Bersyukurlah kepada-Ku dan kedua orang ibu dan bapakmu. Hanya kepada-Ku-lah
tempat kembalimu.
(Dan) jika keduanya memaksa kamu untuk
mempersekutukan Aku dengan sesuatu yang tidak ada pengetahuan tentangnya, maka
janganlah kamu mengikuti keduanya.
(Dan) pergaulilah keduanya dengan baik, dan
ikutilah jalan orang yang kembali kepada-Ku. Kemudian hanya kepada-Ku-lah
tempat kembalimu. Maka, (kelak akan) Kuberitakan kepadamu apa saja yang telah
kamu kerjakan.
(Luqman berkata:) 'Hai anakku, sesungguhnya tidak
ada (sesuatu perbuatan) seberat biji sawi dan berada di dalam batu atau di
langit atau di dalam bumi, pastilah Allah akan mendatangkannya (membalasnya).
Sesungguhnya Allah Maha Halus lagi Maha Mengetahui.
Hai anakku, dirikanlah sholat dan suruhlah
(manusia) mengerjakan yang baik dan cegahlah (mereka) dari perbuatan yang
mungkar dan bersabarlah terhadap apa yang menimpa kamu, sesungguhnya yang
demikian itu hal-hal yang diwajibkan (oleh Allah).
(Dan) janganlah kamu memalingkan mukamu dari
manusia (karena sombong) dan janganlah kamu berjalan dimuka bumi dengan angkuh.
Sesungguhnya Allah tidak menyukai orang-orang yang sombong lagi membanggakan
diri.
(Dan) sederhanakanlah kamu dalam berjalan dan
lunakkanlah suaramu. Sesungguhnya seburuk-buruk suara adalah suara
keledai." (QS. Luqman 13 - 19).
Seruan Allah di atas
merupakan satu kesatuan yang sempurna dengan menonjolkan sifat-sifat yang
beraneka ragam, menggambarkan identitas muslim, dan menjelaskan kepribadian
Islam yang pada hakekatnya berbeda dengan umat yang lain. Yang menarik
perhatian pada sifat-sifat tersebut, bahwa ia berupa perintah-perintah dan
larangan Allah.
Sebagian merupakan
hukum-hukum yang berkaitan dengan aqidah. Sebagian lainnya berkaitan dengan
ibadah, mu’amalat dan akhlak. Dapat diperhatikan pula, bahwa ia tidak
terbatas hanya pada sifat-sifat akhlak, tapi mencakup juga aqidah, ibadah, mu’amalat
disamping akhlak. Inilah sifat-sifat yang dapat membentuk kepribadian Islam.

______________________________

→ **Hasil yang Diminta**:
Teruskan teks tentang kepribadian Islam di atas, mulai setelah kalimat terakhirnya. Item-item berikut tidak berhubungan dengan teks tentang kepribadian Islam.

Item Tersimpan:
______________________________

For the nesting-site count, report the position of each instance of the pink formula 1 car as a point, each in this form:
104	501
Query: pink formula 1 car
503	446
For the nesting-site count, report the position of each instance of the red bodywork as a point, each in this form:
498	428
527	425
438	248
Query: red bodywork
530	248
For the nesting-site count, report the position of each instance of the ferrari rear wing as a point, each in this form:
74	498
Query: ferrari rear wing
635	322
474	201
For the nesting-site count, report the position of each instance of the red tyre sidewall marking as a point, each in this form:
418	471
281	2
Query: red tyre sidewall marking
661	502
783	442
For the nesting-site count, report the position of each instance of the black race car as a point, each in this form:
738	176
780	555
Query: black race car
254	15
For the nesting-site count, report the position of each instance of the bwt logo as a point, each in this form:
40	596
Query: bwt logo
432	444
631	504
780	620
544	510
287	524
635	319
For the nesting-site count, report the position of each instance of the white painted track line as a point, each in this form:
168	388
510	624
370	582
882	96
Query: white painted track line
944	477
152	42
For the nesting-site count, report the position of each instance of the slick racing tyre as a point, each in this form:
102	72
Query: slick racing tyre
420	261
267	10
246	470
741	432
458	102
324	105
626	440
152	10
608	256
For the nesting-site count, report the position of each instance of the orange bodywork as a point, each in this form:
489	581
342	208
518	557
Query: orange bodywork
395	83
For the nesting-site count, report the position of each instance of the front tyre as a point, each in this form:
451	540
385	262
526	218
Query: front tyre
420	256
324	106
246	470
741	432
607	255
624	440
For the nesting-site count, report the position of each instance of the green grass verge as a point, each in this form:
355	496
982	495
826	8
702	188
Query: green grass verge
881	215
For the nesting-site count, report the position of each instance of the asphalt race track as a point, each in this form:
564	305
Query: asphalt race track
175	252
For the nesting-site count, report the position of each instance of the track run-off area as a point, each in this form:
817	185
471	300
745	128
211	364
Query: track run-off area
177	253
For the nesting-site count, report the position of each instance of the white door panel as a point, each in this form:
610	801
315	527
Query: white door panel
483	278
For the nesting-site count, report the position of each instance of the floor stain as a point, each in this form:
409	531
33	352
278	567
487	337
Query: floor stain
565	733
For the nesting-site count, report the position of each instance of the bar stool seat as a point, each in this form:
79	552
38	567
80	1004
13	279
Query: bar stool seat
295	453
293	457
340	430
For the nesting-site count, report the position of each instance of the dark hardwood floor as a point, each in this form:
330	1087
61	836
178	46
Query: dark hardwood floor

______________________________

→ **Jawaban Tertulis**:
Membatasi pengambilan hukum hanya pada akhlak, berarti meniadakan terbentuknya
manusia yang sempurna dan berkepribadian yang islami. Untuk mencapai tujuan
akhlak, maka hendaklah didasarkan atas landasan/asas ruhani, yakni aqidah
islamiyah dan sifat akhlak tersebut harus berlandaskan aqidah semata. Oleh
karena itu seorang muslim tidak akan memiliki sifat jujur hanya semata-mata
kejujuran saja. tetapi karena Allah memerintahkan demikian; meskipun ia
mempertimbangkan realisasi nilai akhlaknya tatkala ia berlaku jujur. Dengan
demikian akhlak tidak semata-mata wajib dimiliki karena diperlukan oleh
manusia, akan tetapi ia merupakan perintah Allah.
Berdasarkan hal ini,
seorang muslim harus mempunyai akhlak dengan segala sifat-sifatnya dan
melakukannya dengan penuh ketaatan dan kepasrahan. Sebab, hal ini berhubungan
dengan taqwa kepada Allah SWT. Memang akhlak biasanya muncul sebagai hasil
ibadah, sesuai dengan firman Allah SWT:
"Sesungguhnya shalat itu mencegah dari
perbuatan keji dan mungkar" (QS
Al-ankabut 45)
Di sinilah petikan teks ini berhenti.